- Source document:
_ _ _ _ _
Pakistan police helped British suspect escape: report
December 20, 2007
ISLAMABAD (AFP) — A government inquiry into the escape of a British terror plot suspect who escaped in Pakistan has determined his police escorts helped him flee, a local newspaper reported.
The Dawn newspaper said the probe had found "criminal collusion" in the escape of Rashid Rauf, who disappeared last Saturday while in police custody after an appearance in an Islamabad court.
It said the report into the incident, due to be formally handed to the government later in the day, also blamed Islamabad police officials for not taking extra measures to secure a man known to be a "dangerous person."
The two police officers who escorted him, who have since been formally charged, went with Rauf and his uncle to a fast-food restaurant and a mosque while they were taking him back to jail. At some point, he disappeared.
The paper said that on previous court hearings, the same two police escorts had illegally let Rauf visit his uncle's home.
Rauf was arrested in 2006 and is suspected in an alleged plot to blow up trans-Atlantic airliners with liquid explosives. Reports of the plot led airlines to limit the amount of liquids passengers may carry on board.
Britain has been seeking the extradition of Rauf in a 2002 murder case unrelated to the alleged plane plot.
Pakistan President Pervez Musharraf is a key ally in the US-led "war on terror" but critics say the country could do more to cooperate in tracking and detaining militant suspects.
_ _ _ _ _
- Stored data:
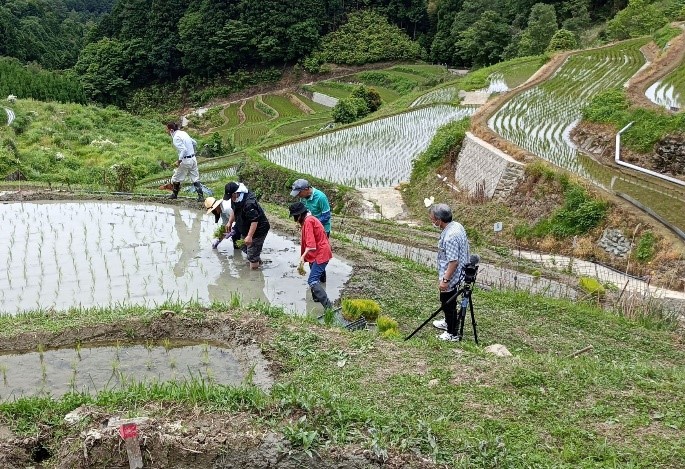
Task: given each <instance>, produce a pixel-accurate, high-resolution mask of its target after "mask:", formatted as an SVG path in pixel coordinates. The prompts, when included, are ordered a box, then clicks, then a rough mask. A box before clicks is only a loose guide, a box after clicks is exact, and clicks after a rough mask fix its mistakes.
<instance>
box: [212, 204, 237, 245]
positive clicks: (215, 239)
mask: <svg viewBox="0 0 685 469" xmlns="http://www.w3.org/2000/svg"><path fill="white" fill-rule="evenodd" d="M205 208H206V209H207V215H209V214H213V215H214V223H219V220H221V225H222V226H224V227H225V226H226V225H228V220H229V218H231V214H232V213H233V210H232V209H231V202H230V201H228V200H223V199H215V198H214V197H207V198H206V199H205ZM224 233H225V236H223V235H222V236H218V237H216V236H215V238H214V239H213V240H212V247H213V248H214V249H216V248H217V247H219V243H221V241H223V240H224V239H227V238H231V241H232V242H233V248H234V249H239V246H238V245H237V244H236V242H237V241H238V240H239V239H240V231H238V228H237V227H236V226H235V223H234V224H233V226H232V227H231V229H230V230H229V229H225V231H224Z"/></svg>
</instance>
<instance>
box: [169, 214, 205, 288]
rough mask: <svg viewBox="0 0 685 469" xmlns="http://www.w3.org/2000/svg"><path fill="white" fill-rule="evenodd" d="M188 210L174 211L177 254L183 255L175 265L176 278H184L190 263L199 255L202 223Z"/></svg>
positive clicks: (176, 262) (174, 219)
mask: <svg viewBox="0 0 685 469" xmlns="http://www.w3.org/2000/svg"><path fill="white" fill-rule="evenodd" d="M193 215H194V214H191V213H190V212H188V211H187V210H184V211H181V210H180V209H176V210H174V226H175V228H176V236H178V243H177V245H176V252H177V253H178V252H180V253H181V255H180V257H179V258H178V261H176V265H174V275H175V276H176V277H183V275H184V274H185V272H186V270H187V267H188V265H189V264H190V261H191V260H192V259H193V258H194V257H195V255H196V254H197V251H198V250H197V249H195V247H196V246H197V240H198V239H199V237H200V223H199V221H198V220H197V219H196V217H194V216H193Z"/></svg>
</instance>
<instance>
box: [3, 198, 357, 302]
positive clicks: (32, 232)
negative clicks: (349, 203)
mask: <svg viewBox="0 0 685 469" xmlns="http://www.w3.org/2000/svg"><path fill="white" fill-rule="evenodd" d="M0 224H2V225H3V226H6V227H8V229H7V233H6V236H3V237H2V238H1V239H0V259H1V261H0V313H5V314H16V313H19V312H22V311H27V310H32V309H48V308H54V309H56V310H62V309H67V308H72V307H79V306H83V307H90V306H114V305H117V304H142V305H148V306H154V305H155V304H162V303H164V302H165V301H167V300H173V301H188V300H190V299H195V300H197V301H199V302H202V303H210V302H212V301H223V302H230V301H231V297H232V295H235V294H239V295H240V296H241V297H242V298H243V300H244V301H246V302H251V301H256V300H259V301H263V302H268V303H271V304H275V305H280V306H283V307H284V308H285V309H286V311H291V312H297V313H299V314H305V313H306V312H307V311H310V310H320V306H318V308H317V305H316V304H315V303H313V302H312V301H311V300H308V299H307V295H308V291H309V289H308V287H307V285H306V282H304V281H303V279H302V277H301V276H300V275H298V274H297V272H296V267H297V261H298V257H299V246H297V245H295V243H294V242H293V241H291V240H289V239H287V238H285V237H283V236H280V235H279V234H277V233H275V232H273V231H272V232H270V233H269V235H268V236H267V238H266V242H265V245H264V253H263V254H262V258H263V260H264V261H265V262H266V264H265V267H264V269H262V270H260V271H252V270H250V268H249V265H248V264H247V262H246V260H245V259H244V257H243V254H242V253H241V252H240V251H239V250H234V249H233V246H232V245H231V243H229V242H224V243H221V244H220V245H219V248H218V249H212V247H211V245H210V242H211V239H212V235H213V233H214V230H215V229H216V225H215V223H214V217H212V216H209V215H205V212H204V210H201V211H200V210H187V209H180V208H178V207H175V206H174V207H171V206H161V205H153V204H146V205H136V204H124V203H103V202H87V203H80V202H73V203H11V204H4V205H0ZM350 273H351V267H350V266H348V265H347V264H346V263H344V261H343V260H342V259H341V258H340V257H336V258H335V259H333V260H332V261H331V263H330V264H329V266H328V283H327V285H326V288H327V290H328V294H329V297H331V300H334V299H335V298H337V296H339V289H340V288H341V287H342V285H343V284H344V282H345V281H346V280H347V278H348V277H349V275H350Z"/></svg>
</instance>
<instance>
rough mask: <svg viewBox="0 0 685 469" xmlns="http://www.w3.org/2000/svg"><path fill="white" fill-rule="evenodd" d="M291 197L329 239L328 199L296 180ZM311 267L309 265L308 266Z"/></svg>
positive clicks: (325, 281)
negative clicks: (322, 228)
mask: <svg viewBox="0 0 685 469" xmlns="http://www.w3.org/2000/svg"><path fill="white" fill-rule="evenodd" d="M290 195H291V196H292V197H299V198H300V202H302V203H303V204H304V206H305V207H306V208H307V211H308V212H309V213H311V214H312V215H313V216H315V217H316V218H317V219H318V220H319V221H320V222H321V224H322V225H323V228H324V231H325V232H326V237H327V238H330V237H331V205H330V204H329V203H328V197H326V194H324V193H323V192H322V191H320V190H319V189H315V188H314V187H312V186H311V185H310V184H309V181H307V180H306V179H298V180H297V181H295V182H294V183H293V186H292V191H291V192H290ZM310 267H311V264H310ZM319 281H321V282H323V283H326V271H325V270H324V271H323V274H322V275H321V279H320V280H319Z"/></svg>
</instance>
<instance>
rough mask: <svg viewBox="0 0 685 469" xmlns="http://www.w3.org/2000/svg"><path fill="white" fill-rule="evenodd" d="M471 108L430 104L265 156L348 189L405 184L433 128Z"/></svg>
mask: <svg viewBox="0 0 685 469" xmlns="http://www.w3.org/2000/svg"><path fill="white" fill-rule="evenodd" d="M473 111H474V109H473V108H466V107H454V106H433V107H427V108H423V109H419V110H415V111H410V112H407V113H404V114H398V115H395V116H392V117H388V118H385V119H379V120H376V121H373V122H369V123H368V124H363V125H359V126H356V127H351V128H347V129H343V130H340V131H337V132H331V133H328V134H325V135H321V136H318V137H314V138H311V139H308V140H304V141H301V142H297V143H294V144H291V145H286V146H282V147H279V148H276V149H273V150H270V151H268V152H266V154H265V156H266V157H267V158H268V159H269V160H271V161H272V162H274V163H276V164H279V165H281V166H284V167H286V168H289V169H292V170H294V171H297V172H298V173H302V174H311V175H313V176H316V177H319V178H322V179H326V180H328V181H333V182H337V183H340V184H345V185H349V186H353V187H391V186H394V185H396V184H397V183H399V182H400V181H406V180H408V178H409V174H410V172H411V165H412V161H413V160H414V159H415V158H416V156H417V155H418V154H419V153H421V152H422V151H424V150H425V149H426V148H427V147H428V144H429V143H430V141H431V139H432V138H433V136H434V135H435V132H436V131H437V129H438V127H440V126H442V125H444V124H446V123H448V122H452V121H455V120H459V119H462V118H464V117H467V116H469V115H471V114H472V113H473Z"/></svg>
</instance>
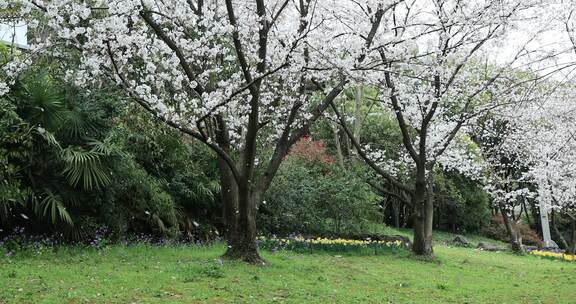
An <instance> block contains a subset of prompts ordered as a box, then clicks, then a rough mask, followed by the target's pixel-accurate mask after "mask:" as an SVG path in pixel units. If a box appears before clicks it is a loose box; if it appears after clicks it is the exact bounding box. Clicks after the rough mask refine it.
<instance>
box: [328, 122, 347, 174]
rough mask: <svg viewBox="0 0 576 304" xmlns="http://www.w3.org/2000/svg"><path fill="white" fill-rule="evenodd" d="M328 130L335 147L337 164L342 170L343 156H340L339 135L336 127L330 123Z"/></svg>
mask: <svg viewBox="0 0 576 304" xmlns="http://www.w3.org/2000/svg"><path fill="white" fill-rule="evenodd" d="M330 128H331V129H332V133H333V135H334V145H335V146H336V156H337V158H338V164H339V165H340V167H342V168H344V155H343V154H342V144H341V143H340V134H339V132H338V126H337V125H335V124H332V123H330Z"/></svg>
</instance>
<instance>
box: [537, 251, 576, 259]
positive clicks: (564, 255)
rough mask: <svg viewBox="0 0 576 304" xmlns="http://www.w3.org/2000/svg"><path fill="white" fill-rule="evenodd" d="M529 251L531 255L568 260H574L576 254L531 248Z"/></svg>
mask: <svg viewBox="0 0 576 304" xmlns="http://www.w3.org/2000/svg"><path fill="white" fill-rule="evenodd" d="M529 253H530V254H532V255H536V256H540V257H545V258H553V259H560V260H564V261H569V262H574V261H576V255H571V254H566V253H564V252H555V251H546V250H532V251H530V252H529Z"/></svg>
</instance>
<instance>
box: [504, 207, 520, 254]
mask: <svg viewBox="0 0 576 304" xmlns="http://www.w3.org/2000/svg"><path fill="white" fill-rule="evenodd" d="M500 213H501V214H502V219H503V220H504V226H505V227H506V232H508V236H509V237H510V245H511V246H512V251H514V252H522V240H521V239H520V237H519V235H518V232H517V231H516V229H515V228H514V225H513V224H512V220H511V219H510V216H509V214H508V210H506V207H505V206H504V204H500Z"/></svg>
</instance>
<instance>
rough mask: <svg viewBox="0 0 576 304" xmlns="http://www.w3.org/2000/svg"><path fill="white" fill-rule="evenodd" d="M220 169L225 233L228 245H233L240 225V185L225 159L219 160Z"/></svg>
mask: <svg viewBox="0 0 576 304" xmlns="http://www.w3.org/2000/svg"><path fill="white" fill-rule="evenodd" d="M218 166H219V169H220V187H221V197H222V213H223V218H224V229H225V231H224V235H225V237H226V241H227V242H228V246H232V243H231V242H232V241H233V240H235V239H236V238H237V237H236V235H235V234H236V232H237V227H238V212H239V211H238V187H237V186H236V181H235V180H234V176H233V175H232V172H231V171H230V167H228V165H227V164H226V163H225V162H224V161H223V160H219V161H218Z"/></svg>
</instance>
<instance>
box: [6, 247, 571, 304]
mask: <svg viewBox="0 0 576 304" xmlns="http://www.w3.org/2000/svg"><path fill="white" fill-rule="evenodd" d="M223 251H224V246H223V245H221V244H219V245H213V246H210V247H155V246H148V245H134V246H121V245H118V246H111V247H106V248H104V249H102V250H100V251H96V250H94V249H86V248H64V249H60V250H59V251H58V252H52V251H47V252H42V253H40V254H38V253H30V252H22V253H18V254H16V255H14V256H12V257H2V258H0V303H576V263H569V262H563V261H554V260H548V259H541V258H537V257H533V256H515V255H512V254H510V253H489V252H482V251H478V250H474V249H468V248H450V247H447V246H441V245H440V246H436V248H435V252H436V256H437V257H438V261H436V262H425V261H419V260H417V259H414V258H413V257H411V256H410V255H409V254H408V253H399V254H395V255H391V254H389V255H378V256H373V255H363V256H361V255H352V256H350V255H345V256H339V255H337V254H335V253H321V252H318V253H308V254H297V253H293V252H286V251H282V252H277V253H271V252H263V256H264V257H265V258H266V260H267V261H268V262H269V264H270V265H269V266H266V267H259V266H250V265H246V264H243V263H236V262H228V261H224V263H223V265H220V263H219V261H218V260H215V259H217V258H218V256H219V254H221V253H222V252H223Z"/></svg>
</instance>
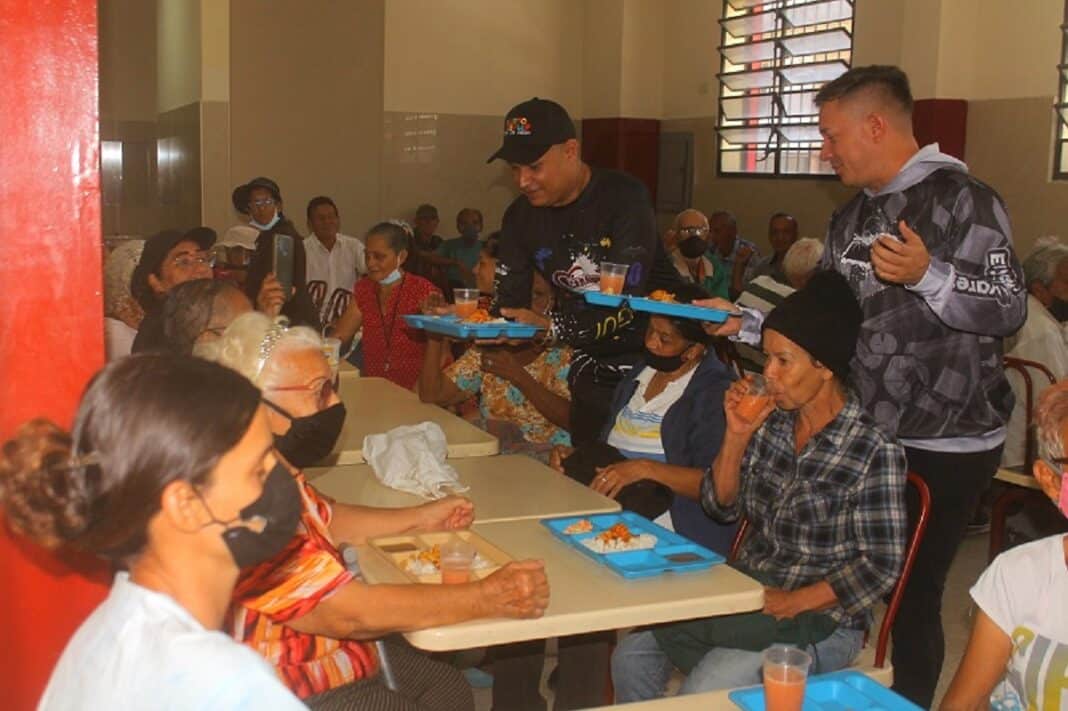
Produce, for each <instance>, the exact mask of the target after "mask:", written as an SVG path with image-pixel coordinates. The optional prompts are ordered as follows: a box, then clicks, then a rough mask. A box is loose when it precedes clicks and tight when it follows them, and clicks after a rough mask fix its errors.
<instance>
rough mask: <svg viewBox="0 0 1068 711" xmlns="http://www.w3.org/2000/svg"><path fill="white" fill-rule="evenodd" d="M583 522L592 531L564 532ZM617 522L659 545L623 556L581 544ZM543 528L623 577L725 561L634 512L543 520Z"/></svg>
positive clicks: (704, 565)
_ _ _ _ _
- What to work on:
- A) Set down the passage of the Rashid Rauf escape article that opens with the words containing "Britain has been" and closes with "detaining militant suspects.".
- B) List every place the Rashid Rauf escape article says Rauf's police escorts took him or let him visit outside the court and jail.

- Task-by-task answers:
- A)
Britain has been seeking the extradition of Rauf in a 2002 murder case unrelated to the alleged plane plot.
Pakistan President Pervez Musharraf is a key ally in the US-led "war on terror" but critics say the country could do more to cooperate in tracking and detaining militant suspects.

- B)
- a fast-food restaurant
- a mosque
- his uncle's home